Reproduce the records below, swapping every occurrence of "integer pairs" for "whole-number pairs" and leaving everything else unchanged.

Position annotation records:
=-=-=-=-=

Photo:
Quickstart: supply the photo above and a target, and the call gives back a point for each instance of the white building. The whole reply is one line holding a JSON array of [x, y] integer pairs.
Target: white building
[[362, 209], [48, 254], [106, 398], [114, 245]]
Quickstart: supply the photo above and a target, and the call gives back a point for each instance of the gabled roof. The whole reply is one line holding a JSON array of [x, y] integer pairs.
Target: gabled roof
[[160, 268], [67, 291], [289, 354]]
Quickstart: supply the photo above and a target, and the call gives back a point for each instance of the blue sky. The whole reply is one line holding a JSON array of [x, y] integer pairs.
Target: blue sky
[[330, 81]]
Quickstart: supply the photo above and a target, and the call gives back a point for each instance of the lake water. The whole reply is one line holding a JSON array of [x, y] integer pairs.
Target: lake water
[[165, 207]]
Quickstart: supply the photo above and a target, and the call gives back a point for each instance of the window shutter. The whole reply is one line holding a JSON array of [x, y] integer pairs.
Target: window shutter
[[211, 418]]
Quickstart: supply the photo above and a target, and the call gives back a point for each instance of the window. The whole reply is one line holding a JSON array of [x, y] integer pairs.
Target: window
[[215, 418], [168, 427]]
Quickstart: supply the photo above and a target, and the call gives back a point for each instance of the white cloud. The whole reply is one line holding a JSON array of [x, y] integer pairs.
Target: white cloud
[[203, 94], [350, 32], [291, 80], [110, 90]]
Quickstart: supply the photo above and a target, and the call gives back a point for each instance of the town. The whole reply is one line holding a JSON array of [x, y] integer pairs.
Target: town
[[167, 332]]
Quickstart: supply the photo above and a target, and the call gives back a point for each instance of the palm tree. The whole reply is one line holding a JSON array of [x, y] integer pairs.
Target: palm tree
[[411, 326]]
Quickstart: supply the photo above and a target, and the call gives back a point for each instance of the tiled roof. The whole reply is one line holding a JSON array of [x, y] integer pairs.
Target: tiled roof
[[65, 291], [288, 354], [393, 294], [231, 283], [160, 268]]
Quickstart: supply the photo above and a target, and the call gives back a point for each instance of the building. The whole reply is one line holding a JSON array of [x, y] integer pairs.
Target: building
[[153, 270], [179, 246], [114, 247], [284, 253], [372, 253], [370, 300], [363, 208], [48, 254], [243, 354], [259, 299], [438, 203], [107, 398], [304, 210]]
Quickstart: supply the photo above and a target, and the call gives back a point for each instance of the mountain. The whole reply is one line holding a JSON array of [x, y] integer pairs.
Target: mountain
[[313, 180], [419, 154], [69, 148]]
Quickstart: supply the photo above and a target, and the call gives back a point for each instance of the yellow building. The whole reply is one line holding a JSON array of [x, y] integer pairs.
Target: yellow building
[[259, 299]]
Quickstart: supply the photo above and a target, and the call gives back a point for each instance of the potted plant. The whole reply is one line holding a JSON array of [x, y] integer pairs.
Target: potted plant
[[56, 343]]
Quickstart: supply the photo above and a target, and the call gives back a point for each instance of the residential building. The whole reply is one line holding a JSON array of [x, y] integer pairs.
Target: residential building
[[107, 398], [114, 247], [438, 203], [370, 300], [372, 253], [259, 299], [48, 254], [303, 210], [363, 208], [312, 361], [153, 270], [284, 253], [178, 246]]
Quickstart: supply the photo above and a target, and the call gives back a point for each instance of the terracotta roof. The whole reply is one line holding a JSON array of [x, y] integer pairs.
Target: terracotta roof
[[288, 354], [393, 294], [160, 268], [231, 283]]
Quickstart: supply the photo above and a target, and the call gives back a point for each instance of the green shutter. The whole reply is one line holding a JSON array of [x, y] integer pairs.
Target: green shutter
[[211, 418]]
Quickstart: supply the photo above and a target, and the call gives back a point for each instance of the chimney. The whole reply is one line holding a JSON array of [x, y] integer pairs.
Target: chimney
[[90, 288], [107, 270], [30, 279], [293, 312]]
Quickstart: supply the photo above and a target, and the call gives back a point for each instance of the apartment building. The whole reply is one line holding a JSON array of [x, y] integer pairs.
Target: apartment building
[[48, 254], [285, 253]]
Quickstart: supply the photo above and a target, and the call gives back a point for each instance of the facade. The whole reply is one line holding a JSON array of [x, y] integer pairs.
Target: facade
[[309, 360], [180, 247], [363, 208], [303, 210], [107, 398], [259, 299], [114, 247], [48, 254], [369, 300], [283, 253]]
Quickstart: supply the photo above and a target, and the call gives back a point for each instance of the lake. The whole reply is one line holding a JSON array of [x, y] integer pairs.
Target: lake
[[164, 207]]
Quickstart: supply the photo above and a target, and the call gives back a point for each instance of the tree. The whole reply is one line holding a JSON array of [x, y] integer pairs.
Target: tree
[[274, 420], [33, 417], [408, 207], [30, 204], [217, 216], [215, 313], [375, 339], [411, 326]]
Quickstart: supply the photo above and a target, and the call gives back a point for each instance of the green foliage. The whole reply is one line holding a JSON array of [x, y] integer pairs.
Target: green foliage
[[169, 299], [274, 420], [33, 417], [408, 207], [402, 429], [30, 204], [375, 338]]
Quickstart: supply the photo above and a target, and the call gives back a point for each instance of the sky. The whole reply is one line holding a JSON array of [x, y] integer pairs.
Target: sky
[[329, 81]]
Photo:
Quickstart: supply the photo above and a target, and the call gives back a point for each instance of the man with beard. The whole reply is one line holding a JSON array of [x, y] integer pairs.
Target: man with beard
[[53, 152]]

=-=-=-=-=

• _Written solution_:
Photo:
Quickstart: supply the photo above and a target, and the call gives back a point for each instance of the white building. The whole reply is one line holding a JSON array of [x, y] whole-number pairs.
Target: white building
[[362, 209], [48, 254], [106, 398], [114, 245]]
Quickstart: supply the photo above and a target, and the call gives back a point for each instance of the gabled roof. The whole reply is one line holding a JSON array of [x, y] whole-number pairs.
Target: gabled roof
[[160, 268], [67, 291], [289, 354]]
Quickstart: supply the photo above and a target, and the call gives back a point for each instance of the blue sky. The whole reply is one line holding a JSON array of [x, y] whole-number pairs.
Target: blue sky
[[330, 81]]
Quickstart: supply the photo above and a target, and the call gives back a point for each instance of the lake water. The whole reply is one line holding a JSON array of [x, y] whole-number pairs.
Target: lake water
[[165, 207]]
Quickstart: supply the photo above and a target, and the call gives back a point for each instance of the window shutter. The whole reply is one line holding a JSON array of [x, y] whole-number pairs.
Target: window shutter
[[211, 418]]
Quickstart: supply the photo above and a target, and the call gives back a point for each instance of the window. The whole reply is one line holding a JSON array of [x, y] whole-number pairs.
Target: window
[[215, 418], [168, 427]]
Quickstart: supply the photo above and a target, and the call gives back a point for each instance of the white cloud. The whole reply is one line holding a JSON array of [x, y] whole-number pairs.
Target: white cloud
[[203, 94], [350, 32], [291, 80], [110, 90]]
Quickstart: supply the photo above and a target, and the call gives back a point for each instance of the town. The whole reply is one line holding a JSON array of [x, y] whole-number pairs.
Target: town
[[167, 332]]
Quickstart: supply the photo above and a target, and the call gives back a point for each instance of the palm tree. The whole reply is one line holding a JSON array of [x, y] whole-number pairs.
Target: palm tree
[[411, 326]]
Quickstart: supply the photo above and a target, and the call gives back a point for each instance of the tiled roof. The whole reply is one line holding a JSON array of [x, y] whole-number pairs.
Target: tiled roof
[[65, 291], [288, 354], [393, 294], [231, 283], [160, 268]]
Quickstart: supply the photo above and a target, and the call gives back a point for each instance of the building. The whole reply is one line holding a JSON array of [x, y] whole-number pairs.
Target: building
[[153, 270], [179, 246], [114, 247], [284, 253], [372, 253], [370, 300], [363, 208], [48, 254], [243, 354], [259, 299], [438, 203], [107, 398], [304, 210]]
Quickstart: supply the photo above and a target, and the call gives back a point for each instance of the mountain. The whole reply is one line holding a JSON array of [x, y] whole-number pairs.
Target: mountain
[[313, 180], [419, 154], [69, 148]]
Quickstart: supply the photo above and a target, and the call gives back a point for each instance of the yellow building. The whole reply is one line holding a JSON array of [x, y] whole-number pairs.
Target: yellow building
[[259, 299]]
Quickstart: supply the photo above and a target, and the call gives back a point for each instance of the potted plant. The whole reply is one line holding a JSON array of [x, y] whole-number pairs.
Target: potted plant
[[56, 343]]
Quickstart: supply the photo above and a target, and the call gives back a point for each instance of the residential building. The whole reply is one line holding a JSON array of [x, y] whole-number pairs.
Target: residential building
[[107, 398], [114, 247], [438, 203], [370, 300], [372, 253], [259, 299], [48, 254], [303, 210], [363, 208], [312, 361], [153, 270], [284, 253], [178, 246]]
Quickstart: supply the photo above and a target, and the call gives back a point for each instance of the terracotta roof. The whole reply is one line holding a JSON array of [x, y] whole-number pairs.
Target: terracotta roof
[[288, 354], [393, 294], [160, 268], [231, 283]]
Quickstart: supply the photo above and a target, and the call gives back a point for each instance of the green shutter. The whole reply is one line holding a JSON array of [x, y] whole-number pairs.
Target: green shutter
[[211, 418]]
Quickstart: supply the photo above and a target, and the call gives back a point for each instance of the chimney. The whole reply is one line holding a JSON array of [x, y] whole-number pairs.
Target: chimney
[[90, 288], [107, 270], [30, 279], [293, 312]]
Quickstart: supply the photo above and a target, and the call gives back a point for each instance of the apartment building. The whole reply is one line holding a JSON array of [x, y] whole-number pairs.
Target: apartment building
[[48, 254], [285, 253]]
Quickstart: supply the photo above and a target, and the call gives back a point for each instance of the facade. The whole reply is one line holding a JSON array of [x, y] whole-number pairs.
Target: facade
[[309, 360], [180, 247], [363, 208], [303, 210], [107, 398], [259, 299], [114, 247], [48, 254], [369, 300], [283, 253]]
Quickstart: supply the photo above and a target, and the call gives back a point for each instance of the lake. The whole reply is one line holding a JSON array of [x, y] whole-number pairs.
Target: lake
[[164, 207]]
Quickstart: supply the photo above and a target, and the call gives back a point for each instance of the tree. The whole reply is one line holding a JSON array of [x, y] whole-number pairs.
Target: tree
[[274, 420], [33, 417], [408, 207], [30, 204], [217, 216], [215, 313], [375, 339], [411, 326]]
Quickstart: supply the photo above and a target, and the call gives back a point for each instance of the green foliage. The whole reply is one line holding a JSON array of [x, y] whole-number pairs.
Target: green foliage
[[169, 299], [274, 420], [33, 417], [408, 207], [402, 429], [30, 204], [375, 338]]
Quickstart: supply the photo above and a target, and the call gives back a point for each instance of the sky. The whole reply is one line holding a JSON array of [x, y] whole-number pairs.
Target: sky
[[329, 81]]
Photo:
Quickstart: supply the photo above and a target, and the call gives back a point for each instance of the man with beard. The whole reply is one line holding a JSON array of [x, y] whole-number pairs.
Target: man with beard
[[53, 152]]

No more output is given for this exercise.